**Records for processing:**
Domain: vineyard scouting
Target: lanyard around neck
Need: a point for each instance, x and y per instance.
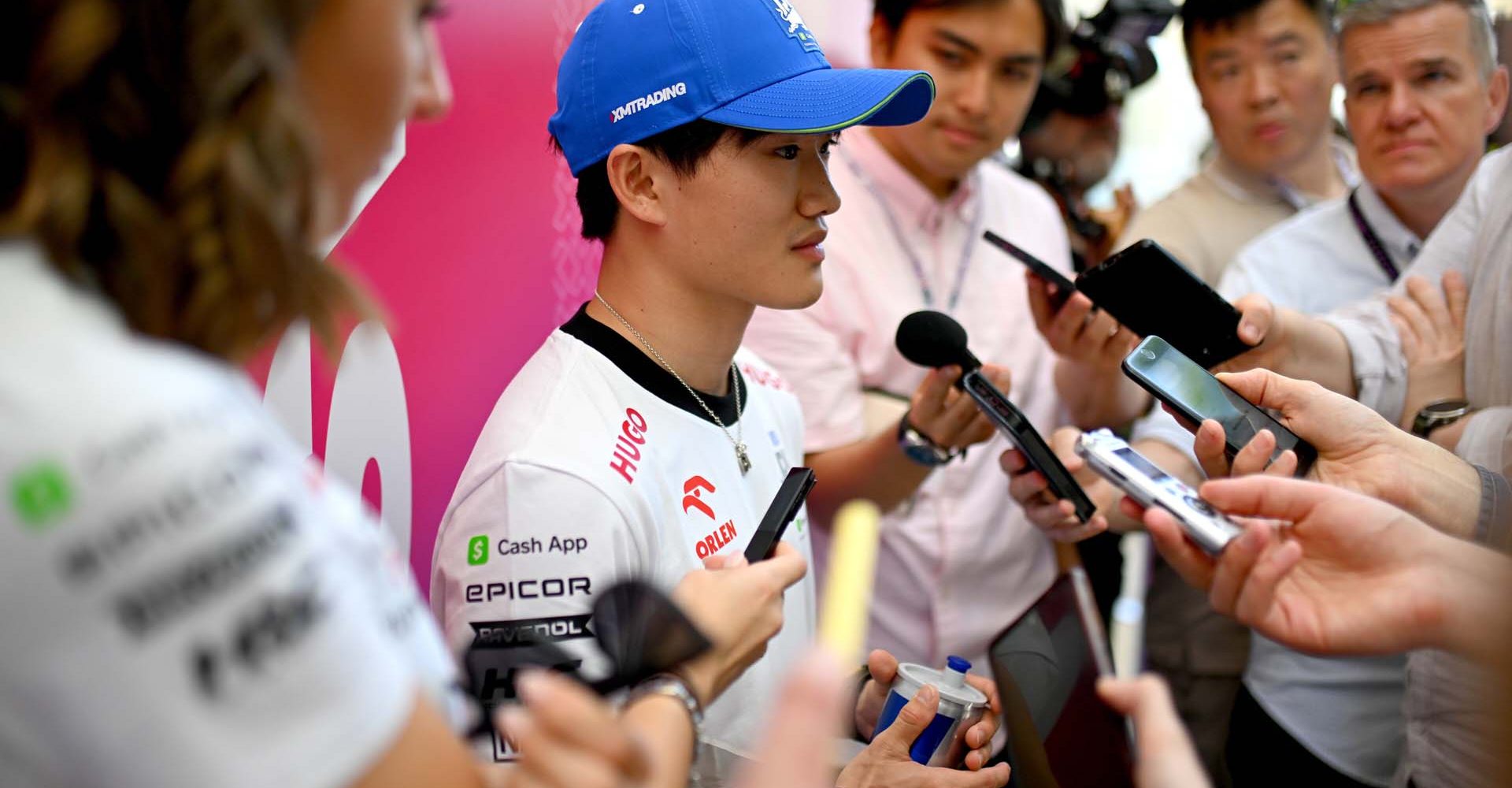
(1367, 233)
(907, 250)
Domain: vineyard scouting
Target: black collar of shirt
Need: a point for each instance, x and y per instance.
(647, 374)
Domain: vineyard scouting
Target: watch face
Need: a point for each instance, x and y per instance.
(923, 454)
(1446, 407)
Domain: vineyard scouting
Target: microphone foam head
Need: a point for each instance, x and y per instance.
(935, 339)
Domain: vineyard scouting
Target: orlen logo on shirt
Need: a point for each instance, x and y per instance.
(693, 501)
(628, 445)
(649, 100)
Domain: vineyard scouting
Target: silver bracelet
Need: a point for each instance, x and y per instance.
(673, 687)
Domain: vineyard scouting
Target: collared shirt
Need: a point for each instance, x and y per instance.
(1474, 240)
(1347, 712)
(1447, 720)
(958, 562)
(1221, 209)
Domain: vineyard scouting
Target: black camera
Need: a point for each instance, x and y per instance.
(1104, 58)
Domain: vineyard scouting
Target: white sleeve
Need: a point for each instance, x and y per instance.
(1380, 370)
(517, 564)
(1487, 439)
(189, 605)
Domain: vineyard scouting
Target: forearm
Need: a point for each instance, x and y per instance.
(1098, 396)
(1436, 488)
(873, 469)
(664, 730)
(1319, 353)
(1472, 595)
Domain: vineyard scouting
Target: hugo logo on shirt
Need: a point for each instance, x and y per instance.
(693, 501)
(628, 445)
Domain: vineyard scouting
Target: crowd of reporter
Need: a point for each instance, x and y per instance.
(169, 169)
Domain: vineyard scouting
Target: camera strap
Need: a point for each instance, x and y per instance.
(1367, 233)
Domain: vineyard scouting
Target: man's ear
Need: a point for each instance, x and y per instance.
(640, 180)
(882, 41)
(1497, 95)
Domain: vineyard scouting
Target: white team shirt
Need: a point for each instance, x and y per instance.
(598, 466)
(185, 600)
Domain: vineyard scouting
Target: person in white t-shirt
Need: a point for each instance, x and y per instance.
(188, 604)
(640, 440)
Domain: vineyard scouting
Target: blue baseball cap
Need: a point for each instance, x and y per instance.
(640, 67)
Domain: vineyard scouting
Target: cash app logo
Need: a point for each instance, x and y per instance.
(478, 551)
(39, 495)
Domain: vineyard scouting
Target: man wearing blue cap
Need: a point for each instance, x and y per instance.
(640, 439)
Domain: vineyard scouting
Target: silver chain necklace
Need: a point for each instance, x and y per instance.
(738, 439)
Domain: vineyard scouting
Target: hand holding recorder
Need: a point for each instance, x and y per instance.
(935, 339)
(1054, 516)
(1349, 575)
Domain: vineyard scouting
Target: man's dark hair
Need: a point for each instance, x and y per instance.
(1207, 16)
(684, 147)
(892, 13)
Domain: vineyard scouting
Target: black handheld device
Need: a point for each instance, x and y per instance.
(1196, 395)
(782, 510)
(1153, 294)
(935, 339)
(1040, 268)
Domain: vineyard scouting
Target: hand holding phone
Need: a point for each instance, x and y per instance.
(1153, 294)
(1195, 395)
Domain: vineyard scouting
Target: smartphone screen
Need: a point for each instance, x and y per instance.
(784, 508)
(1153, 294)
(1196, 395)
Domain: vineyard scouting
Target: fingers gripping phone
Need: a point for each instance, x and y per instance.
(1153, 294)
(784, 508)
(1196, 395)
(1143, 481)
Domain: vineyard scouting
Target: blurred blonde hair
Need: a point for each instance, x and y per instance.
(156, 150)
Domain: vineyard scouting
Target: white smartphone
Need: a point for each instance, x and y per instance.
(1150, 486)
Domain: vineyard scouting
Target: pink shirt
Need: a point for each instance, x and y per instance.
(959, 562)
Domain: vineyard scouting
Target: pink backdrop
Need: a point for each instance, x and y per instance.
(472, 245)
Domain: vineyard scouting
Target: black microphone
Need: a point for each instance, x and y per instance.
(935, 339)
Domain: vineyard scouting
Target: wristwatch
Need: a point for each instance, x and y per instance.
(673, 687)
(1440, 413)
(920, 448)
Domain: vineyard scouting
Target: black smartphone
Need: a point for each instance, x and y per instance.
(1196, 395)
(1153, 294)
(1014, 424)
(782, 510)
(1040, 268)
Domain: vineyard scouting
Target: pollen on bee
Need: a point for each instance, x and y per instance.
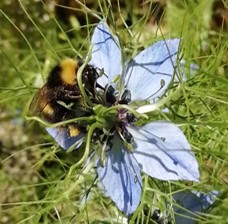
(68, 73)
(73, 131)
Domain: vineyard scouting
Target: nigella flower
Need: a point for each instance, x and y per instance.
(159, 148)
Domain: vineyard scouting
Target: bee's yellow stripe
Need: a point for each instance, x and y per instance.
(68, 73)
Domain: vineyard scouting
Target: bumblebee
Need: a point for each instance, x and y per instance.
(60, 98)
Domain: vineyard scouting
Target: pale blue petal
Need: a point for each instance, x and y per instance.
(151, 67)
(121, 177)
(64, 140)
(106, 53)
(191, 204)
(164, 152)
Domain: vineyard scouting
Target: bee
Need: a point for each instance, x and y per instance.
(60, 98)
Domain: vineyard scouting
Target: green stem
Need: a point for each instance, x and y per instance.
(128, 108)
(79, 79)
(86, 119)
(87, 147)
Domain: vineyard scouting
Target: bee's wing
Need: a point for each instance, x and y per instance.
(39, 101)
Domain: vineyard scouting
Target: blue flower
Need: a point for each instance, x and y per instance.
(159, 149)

**Work item:**
From the entries above, list each line with "camera" in it.

**Written solution:**
Target: black camera
Target: camera strap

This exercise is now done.